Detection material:
+ + + + +

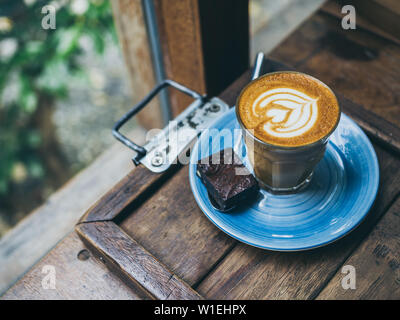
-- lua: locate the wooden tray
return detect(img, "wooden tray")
[76,60,400,299]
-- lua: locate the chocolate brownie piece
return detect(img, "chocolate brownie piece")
[197,148,259,211]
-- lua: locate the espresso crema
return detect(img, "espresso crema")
[236,72,340,147]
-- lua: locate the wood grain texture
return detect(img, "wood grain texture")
[197,141,400,299]
[79,164,174,223]
[76,221,201,300]
[264,60,400,154]
[317,198,400,300]
[341,0,400,40]
[154,0,249,116]
[111,0,164,129]
[321,0,400,45]
[121,166,235,285]
[1,232,148,300]
[270,11,400,127]
[154,0,206,117]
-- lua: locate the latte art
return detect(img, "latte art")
[236,71,340,147]
[252,88,318,138]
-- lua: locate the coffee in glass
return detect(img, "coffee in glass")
[236,71,340,193]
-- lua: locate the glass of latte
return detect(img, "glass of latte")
[236,71,340,193]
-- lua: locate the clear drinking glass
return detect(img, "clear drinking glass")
[236,71,340,193]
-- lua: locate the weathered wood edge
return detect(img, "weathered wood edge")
[75,221,202,300]
[78,164,169,225]
[264,59,400,155]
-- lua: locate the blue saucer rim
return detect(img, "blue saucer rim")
[189,107,380,252]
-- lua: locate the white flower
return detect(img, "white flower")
[0,38,18,61]
[70,0,89,15]
[0,17,12,32]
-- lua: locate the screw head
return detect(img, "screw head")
[151,152,164,167]
[211,104,221,112]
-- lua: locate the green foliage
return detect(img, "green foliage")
[0,0,116,195]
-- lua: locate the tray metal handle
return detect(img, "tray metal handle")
[112,79,206,160]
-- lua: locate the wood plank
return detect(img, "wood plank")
[154,0,249,116]
[1,232,148,300]
[271,12,400,126]
[154,0,206,117]
[317,197,400,300]
[111,0,164,129]
[321,0,400,44]
[197,146,400,299]
[79,164,175,223]
[264,60,400,154]
[76,221,201,300]
[121,166,235,285]
[343,0,400,39]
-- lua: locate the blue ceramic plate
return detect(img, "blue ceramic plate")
[189,108,379,251]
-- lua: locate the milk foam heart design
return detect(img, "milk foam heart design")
[252,88,318,138]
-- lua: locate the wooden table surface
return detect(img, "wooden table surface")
[2,3,400,299]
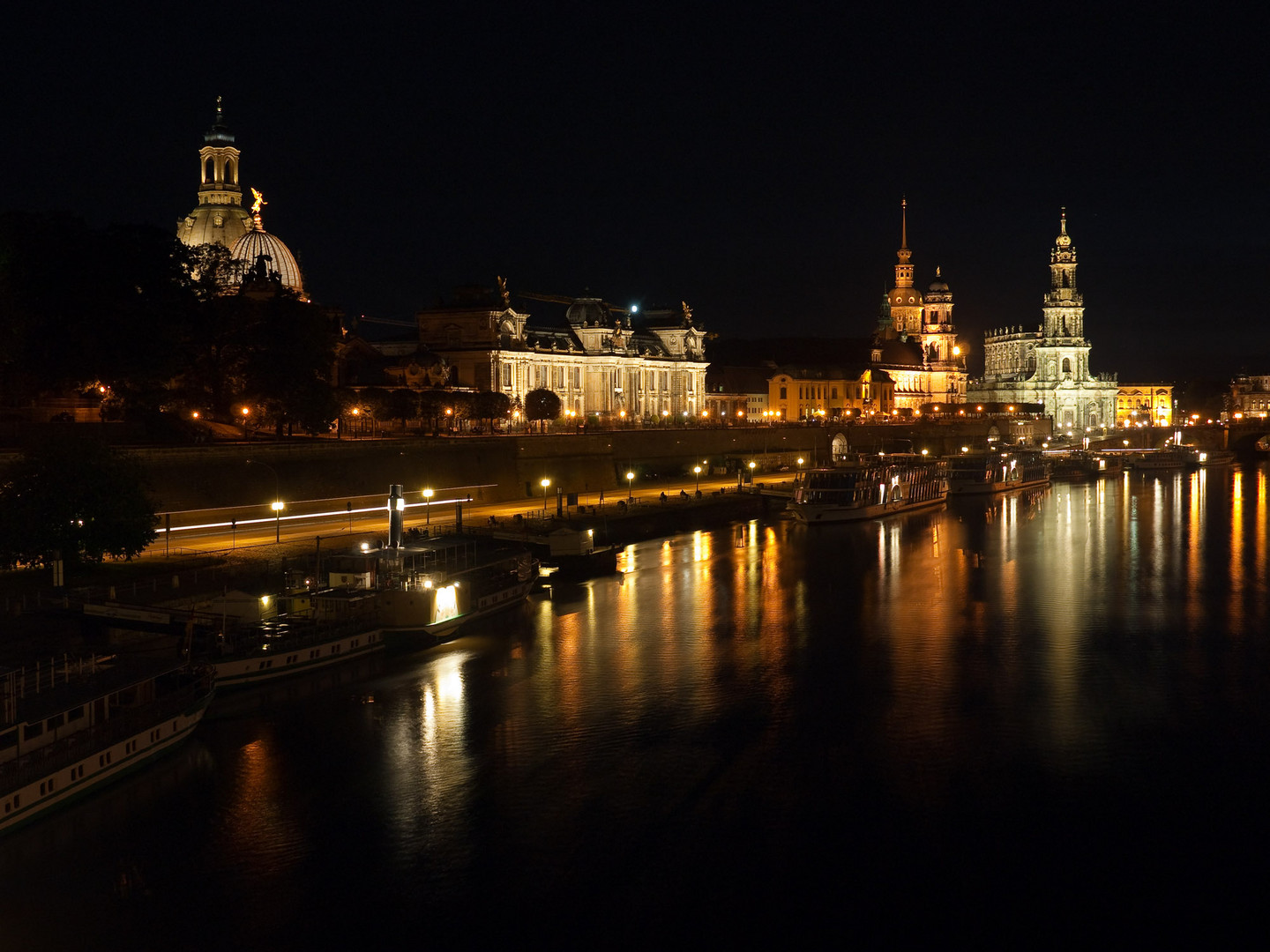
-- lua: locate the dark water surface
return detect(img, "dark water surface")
[0,467,1270,949]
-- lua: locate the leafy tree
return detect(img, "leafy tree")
[525,387,561,428]
[0,433,159,568]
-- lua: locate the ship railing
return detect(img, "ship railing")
[0,670,212,794]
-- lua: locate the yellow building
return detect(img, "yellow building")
[418,286,709,423]
[1115,383,1174,427]
[767,367,895,420]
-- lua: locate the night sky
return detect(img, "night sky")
[0,4,1270,382]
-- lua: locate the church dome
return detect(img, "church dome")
[230,213,305,297]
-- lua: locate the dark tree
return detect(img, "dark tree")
[387,387,419,433]
[525,387,561,428]
[419,390,455,435]
[0,433,159,568]
[471,390,512,430]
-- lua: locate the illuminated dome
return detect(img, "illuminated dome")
[230,212,305,297]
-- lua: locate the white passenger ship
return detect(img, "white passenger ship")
[788,456,949,523]
[0,655,213,833]
[949,450,1049,496]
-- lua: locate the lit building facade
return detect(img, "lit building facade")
[872,201,967,413]
[967,210,1120,430]
[418,286,707,421]
[767,368,895,420]
[1223,373,1270,420]
[1115,383,1174,427]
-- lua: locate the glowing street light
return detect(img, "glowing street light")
[243,462,285,545]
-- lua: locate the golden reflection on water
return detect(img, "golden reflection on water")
[373,647,473,839]
[221,733,309,877]
[1227,471,1244,632]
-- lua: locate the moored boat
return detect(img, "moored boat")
[332,533,539,643]
[1047,450,1124,480]
[788,456,949,523]
[0,655,214,833]
[1132,447,1199,471]
[947,450,1049,495]
[1195,450,1236,467]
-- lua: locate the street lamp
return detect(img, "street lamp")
[246,459,285,545]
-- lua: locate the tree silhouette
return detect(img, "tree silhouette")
[0,433,159,568]
[525,387,561,429]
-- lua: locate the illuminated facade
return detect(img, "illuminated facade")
[1221,375,1270,420]
[176,96,307,300]
[1115,383,1174,427]
[418,286,707,421]
[967,210,1120,430]
[872,201,967,412]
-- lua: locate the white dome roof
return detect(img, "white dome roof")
[230,214,305,297]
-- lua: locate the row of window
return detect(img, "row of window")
[4,709,176,814]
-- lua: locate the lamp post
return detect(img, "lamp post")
[246,459,285,545]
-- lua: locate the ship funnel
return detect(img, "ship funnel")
[389,484,405,548]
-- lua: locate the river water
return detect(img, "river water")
[0,465,1270,949]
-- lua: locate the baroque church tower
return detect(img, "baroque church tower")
[886,199,922,334]
[970,208,1119,434]
[874,199,967,412]
[176,96,253,248]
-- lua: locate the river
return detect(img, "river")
[0,465,1270,949]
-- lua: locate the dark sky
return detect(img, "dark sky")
[0,3,1270,381]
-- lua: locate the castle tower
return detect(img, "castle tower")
[886,199,922,334]
[176,96,253,248]
[1044,208,1085,340]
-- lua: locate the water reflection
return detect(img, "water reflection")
[8,468,1270,947]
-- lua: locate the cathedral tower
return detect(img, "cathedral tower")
[176,96,253,248]
[1045,208,1085,338]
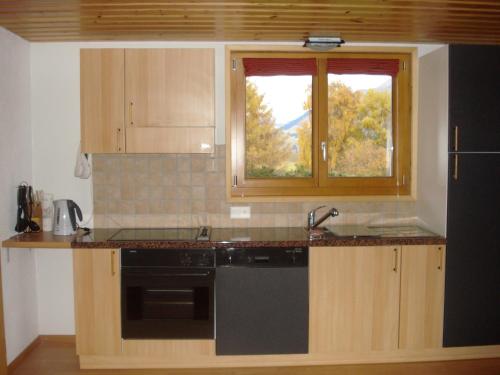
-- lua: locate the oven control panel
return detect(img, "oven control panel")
[121,249,215,268]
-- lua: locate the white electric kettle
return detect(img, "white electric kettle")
[54,199,83,236]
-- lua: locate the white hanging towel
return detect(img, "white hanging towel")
[75,146,92,179]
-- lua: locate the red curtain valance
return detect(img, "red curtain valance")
[243,58,318,77]
[328,58,399,77]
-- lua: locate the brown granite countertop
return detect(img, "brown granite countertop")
[71,228,446,249]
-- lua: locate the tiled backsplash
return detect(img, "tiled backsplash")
[92,145,415,228]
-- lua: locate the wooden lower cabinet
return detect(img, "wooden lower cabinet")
[73,249,121,356]
[73,245,450,368]
[399,245,446,349]
[309,246,401,353]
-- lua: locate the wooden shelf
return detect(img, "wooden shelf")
[2,232,78,249]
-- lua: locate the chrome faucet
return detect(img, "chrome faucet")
[307,206,339,230]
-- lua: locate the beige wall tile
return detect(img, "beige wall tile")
[176,172,191,186]
[162,157,177,173]
[161,199,177,215]
[177,156,191,172]
[191,158,206,172]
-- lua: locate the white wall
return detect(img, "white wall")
[36,249,75,335]
[417,47,448,235]
[0,27,38,363]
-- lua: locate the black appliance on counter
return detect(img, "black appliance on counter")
[121,249,215,339]
[215,247,309,355]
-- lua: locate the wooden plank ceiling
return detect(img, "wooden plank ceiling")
[0,0,500,44]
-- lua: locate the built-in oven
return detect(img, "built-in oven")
[121,249,215,339]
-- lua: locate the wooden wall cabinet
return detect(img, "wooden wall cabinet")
[81,49,215,153]
[73,249,121,356]
[399,245,446,349]
[309,246,401,353]
[80,49,125,153]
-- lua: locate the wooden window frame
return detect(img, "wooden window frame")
[226,49,414,199]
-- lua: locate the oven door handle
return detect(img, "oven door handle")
[122,269,214,277]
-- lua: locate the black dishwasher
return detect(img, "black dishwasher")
[215,247,309,355]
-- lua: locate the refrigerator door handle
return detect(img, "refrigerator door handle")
[453,154,458,181]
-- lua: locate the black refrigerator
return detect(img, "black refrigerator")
[443,45,500,347]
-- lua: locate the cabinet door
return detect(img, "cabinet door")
[309,246,401,353]
[80,49,125,153]
[449,45,500,152]
[73,249,121,355]
[443,154,500,346]
[125,48,215,127]
[399,245,445,349]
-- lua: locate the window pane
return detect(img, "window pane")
[245,76,312,178]
[328,74,393,177]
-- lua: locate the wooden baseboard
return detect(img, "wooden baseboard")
[80,345,500,370]
[7,336,42,374]
[7,335,76,374]
[38,335,76,344]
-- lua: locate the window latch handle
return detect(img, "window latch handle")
[321,141,326,161]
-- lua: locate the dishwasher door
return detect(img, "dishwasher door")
[215,249,309,355]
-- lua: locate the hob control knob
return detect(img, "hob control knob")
[179,253,193,266]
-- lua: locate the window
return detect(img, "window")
[230,52,411,197]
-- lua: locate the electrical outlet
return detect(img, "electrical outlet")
[231,206,250,219]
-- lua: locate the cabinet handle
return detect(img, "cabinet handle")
[111,250,116,276]
[321,141,326,161]
[453,154,458,181]
[453,126,458,152]
[392,248,399,272]
[128,101,134,125]
[116,128,122,151]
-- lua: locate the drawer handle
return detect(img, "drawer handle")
[321,142,326,161]
[128,101,134,125]
[111,250,116,276]
[453,154,458,181]
[392,248,398,272]
[116,128,122,151]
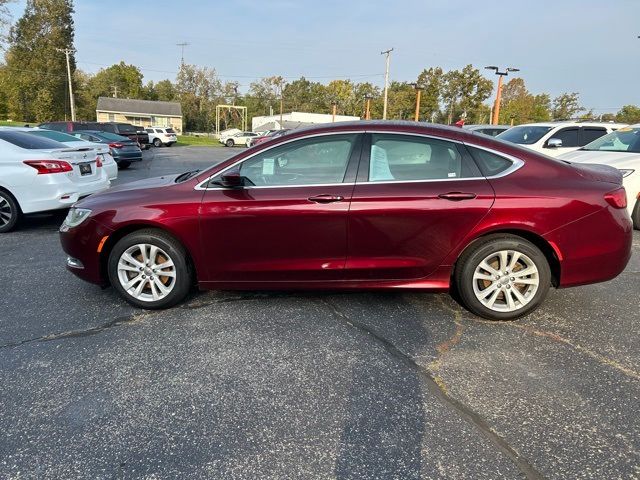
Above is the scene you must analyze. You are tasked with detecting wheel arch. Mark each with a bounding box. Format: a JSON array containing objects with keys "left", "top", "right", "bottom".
[
  {"left": 99, "top": 223, "right": 199, "bottom": 284},
  {"left": 451, "top": 228, "right": 562, "bottom": 287}
]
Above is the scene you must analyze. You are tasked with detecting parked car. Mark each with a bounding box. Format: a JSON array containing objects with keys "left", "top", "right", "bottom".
[
  {"left": 38, "top": 122, "right": 151, "bottom": 150},
  {"left": 558, "top": 124, "right": 640, "bottom": 230},
  {"left": 0, "top": 127, "right": 109, "bottom": 233},
  {"left": 220, "top": 132, "right": 258, "bottom": 147},
  {"left": 462, "top": 124, "right": 511, "bottom": 137},
  {"left": 61, "top": 122, "right": 632, "bottom": 320},
  {"left": 496, "top": 122, "right": 626, "bottom": 157},
  {"left": 21, "top": 128, "right": 118, "bottom": 181},
  {"left": 146, "top": 127, "right": 178, "bottom": 147},
  {"left": 247, "top": 128, "right": 290, "bottom": 147},
  {"left": 73, "top": 130, "right": 142, "bottom": 170}
]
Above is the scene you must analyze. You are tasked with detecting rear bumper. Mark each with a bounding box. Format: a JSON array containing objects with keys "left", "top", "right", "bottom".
[
  {"left": 544, "top": 207, "right": 633, "bottom": 287},
  {"left": 60, "top": 219, "right": 113, "bottom": 286}
]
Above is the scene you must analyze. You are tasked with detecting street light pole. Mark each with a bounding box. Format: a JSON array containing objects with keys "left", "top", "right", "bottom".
[
  {"left": 484, "top": 65, "right": 520, "bottom": 125},
  {"left": 380, "top": 48, "right": 393, "bottom": 120}
]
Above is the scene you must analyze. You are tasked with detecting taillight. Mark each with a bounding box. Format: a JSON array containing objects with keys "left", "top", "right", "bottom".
[
  {"left": 24, "top": 160, "right": 73, "bottom": 175},
  {"left": 604, "top": 187, "right": 627, "bottom": 208}
]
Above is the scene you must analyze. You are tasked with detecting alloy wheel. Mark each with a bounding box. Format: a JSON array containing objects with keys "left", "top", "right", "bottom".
[
  {"left": 117, "top": 243, "right": 176, "bottom": 302},
  {"left": 473, "top": 250, "right": 540, "bottom": 312}
]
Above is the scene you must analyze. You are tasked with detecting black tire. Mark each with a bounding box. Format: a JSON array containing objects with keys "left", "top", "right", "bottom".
[
  {"left": 107, "top": 229, "right": 193, "bottom": 310},
  {"left": 0, "top": 190, "right": 21, "bottom": 233},
  {"left": 631, "top": 199, "right": 640, "bottom": 230},
  {"left": 454, "top": 234, "right": 551, "bottom": 320}
]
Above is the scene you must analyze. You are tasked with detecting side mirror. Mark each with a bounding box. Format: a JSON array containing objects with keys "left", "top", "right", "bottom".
[
  {"left": 220, "top": 170, "right": 244, "bottom": 188},
  {"left": 547, "top": 138, "right": 562, "bottom": 148}
]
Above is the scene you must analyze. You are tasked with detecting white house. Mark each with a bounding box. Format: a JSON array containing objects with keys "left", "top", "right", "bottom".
[{"left": 251, "top": 112, "right": 360, "bottom": 132}]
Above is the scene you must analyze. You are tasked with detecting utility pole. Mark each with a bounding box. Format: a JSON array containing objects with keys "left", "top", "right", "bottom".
[
  {"left": 484, "top": 65, "right": 520, "bottom": 125},
  {"left": 56, "top": 48, "right": 76, "bottom": 122},
  {"left": 176, "top": 42, "right": 191, "bottom": 65},
  {"left": 409, "top": 83, "right": 422, "bottom": 122},
  {"left": 380, "top": 48, "right": 393, "bottom": 120},
  {"left": 364, "top": 93, "right": 373, "bottom": 120}
]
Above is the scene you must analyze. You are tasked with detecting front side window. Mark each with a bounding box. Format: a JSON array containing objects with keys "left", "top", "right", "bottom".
[
  {"left": 228, "top": 134, "right": 358, "bottom": 186},
  {"left": 549, "top": 128, "right": 580, "bottom": 147},
  {"left": 369, "top": 134, "right": 478, "bottom": 182},
  {"left": 497, "top": 125, "right": 551, "bottom": 145},
  {"left": 582, "top": 127, "right": 640, "bottom": 153}
]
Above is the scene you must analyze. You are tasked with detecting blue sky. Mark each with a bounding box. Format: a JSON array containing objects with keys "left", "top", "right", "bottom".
[{"left": 5, "top": 0, "right": 640, "bottom": 113}]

+ + + + +

PROBLEM DETAILS. Rescale the lines of the material starting at the line containing "-- lua: locate the black dishwasher" and ending at the line containing "[231,206,250,219]", both included, by reproducing every line with the requests unchanged and each bounding-box coordinate in the answers multiplied by 0.65 and rounded to the nearest whole number, with halves rounded up. Give only those lines.

WRITTEN RESPONSE.
-- lua: locate the black dishwasher
return detect(img, "black dishwasher")
[140,161,201,231]
-- lua: locate the refrigerator door handle
return detect(img, "refrigerator door handle")
[294,100,298,118]
-- lua: locate the black refrigerator
return detect(img, "black refrigerator")
[288,29,325,226]
-- lua: locate the cabinet door
return detect(img, "cabinet door")
[201,160,261,229]
[52,32,81,99]
[292,29,325,99]
[47,162,79,231]
[288,100,325,225]
[81,31,140,83]
[259,159,289,227]
-- lua: locate the window pane
return detect(img, "window pane")
[159,49,203,116]
[213,48,255,115]
-- lua: locate the wooden baseboard
return detect(img, "wooden baseboard")
[52,224,325,241]
[5,218,27,243]
[5,218,49,243]
[25,218,49,224]
-- lua: locate the window latch handle
return detect(img, "window latch handle")
[209,92,212,105]
-- lua: locate the dishwasher door
return detect(img, "dishwasher door")
[140,162,201,231]
-- lua: locate the hob control knob
return detect(img, "hob control knob")
[116,164,125,173]
-- lua: locate the window
return detect(img, "window")
[150,34,267,128]
-- lua: locate the electrical outlet
return detect(img, "electrical outlet")
[150,134,163,142]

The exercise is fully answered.